Aim of the task =
Go through the records and show each line where the word "tree" occurs.

Data records =
══════════════════════════════
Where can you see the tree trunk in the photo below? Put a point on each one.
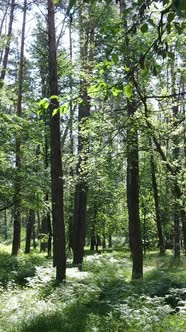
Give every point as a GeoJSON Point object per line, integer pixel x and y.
══════════════════════════════
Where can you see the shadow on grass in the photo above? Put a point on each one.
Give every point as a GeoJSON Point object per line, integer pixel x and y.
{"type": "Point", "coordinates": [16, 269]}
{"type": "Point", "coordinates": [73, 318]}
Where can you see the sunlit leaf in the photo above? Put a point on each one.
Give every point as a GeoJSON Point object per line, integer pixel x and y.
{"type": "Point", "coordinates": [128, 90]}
══════════════════════════════
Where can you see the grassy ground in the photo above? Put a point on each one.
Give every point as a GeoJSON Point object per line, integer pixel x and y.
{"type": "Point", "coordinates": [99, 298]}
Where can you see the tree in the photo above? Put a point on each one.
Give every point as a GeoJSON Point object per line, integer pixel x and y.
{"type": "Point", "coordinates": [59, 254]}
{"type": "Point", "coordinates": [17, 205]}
══════════════════════════════
Solution below =
Where can you see the tree trunk in the photo below? Put a point on each one.
Where can you see the tree in the photo above? Put a point on each one.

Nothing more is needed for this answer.